The expert test: how to identify high-value AI features for your product

By Madalina Turlea·
The expert test: how to identify high-value AI features for your product

Why most AI features fail and a framework to find the ones that won't

The main reason most teams fail to move past "beta" AI features is that they lack clarity on where AI can bring the most value for their users. AI promised to be this revolutionary technology that would empower products to achieve new levels of productivity and creativity. Yet most product teams have not yet started building with AI. Most PMs are still locked out of AI development, a few data scientists or engineers singlehandedly control the implementation. For those who have tried to bring AI to their product, they default to the pattern that the most visible AI products have established: the chatbot.

Somehow, in the last year, "AI feature" has become synonymous with "prompt-based chat box." I experienced this firsthand a few weeks ago.

• Recorded data:
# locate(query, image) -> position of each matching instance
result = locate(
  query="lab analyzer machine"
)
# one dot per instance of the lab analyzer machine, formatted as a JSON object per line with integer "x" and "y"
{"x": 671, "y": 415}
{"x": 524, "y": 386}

• Tasks for this exercise:
a) Condense the paragraph of the AI features article that begins "The main reason most teams fail" into a short bulleted list that keeps its main facts.
b) Write the next part of the AI features article, picking up right after its last sentence.
The material above comes from a separate source.

• Outputs in order:
a)
- Most teams can't move past "beta" AI features mainly because they don't know where AI brings the most value for their users.
- AI was promised as a revolutionary technology for productivity and creativity, yet most product teams haven't started building with it.
- Most PMs are still locked out of AI development, which a few data scientists or engineers control.
- Teams that do try default to the pattern set by the most visible AI products: the chatbot.

b)
The chat-box became the only option to adding AI in products

I was preparing a Product Thinking training session for a Fortune 500 company. I spent hours on the content, structure, and how to make the session interactive for an audience of engineering team leaders. I decided to create a collaborative workshop where I would apply my framework with students in real time.

After finalizing the topic, structure, and framework, I needed a collaboration board for both in-person and online participants. I turned to Miro, thinking it would be the most familiar tool for the exercise.

It had been a while since I'd used Miro. To my surprise, when I created a new board, there was a big chatbot in the middle of the empty canvas.

At this point it was past 9 PM. I was tired, with limited energy to spend drawing a beautiful workshop board from scratch. So as soon as I saw the chatbot, I thought: This is exactly the type of AI support I need.

Miro chatbit.png

My expectation: describe my workshop, the sections, the audience, what I'm trying to achieve, and have AI do the heavy lifting. Identify the right template. Adjust the copy with my context. Save me an hour of dragging boxes around.

What I got instead: a formatted text block based on my prompt. My own words, slightly reformatted. No board. No sticky notes. Not even a template suggestion.

Miro AI response.png

I had typed a long, detailed prompt to give enhanced context. And I got a highly disappointing result.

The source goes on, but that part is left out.